EXERCISE DIRECTIONS:
Copy out the lines starting at the one containing "Can you see the blue floral" and ending at the one containing "pixel 810 470". Raise each pixel coordinate by 91 and leave all other text as it is.

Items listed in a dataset
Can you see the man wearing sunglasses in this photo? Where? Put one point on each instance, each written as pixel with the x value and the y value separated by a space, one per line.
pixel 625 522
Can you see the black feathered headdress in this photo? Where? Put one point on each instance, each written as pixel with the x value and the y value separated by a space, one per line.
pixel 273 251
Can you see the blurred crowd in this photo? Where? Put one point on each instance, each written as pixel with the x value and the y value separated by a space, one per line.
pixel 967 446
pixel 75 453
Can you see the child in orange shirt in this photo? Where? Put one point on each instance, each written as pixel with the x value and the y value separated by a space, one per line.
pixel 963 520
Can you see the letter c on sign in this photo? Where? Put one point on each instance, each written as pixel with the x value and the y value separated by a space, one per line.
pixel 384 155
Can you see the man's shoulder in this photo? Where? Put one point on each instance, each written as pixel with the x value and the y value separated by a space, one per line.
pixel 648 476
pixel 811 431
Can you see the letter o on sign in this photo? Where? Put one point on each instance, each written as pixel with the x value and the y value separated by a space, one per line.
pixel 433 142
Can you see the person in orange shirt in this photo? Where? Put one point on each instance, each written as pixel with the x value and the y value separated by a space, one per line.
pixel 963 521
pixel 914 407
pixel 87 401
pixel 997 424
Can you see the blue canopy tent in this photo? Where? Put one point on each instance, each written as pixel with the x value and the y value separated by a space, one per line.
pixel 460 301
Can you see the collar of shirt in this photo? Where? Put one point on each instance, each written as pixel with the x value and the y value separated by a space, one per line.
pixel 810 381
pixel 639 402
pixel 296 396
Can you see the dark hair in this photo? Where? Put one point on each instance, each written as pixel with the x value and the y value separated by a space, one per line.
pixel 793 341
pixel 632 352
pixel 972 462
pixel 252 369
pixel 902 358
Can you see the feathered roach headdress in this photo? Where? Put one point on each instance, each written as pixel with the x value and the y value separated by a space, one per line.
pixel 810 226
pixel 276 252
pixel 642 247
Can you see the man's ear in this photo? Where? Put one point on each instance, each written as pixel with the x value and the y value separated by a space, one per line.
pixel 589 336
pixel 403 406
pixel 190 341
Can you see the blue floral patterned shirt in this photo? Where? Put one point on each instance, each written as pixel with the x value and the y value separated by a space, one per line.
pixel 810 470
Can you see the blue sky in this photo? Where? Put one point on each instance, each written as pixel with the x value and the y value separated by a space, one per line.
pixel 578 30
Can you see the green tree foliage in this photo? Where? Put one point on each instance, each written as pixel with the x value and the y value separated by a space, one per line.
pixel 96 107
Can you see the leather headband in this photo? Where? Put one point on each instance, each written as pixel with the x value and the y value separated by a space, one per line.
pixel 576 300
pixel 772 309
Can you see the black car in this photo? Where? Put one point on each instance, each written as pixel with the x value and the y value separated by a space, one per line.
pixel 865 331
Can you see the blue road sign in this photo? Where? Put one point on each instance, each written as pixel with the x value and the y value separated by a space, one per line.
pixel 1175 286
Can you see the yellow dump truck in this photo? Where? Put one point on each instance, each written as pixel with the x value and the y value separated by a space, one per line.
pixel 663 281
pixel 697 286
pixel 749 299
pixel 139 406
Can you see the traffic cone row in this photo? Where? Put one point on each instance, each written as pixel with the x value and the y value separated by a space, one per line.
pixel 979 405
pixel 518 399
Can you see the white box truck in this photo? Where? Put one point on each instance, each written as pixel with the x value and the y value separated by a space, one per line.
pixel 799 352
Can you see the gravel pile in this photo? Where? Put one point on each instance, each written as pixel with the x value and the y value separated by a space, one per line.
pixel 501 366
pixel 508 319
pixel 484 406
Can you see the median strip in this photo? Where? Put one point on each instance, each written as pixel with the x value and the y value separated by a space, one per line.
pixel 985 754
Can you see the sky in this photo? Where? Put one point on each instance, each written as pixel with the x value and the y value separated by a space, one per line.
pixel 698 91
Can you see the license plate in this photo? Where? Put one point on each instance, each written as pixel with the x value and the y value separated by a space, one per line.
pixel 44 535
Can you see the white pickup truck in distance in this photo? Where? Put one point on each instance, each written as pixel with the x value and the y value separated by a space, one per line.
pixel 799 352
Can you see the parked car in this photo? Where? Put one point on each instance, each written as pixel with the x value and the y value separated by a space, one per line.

TASK RESPONSE:
Can you see the blue floral patterned shirt in this photo? Where? Put one point on each instance, each written as pixel with the x value and the y value separated by a space, one per line.
pixel 901 561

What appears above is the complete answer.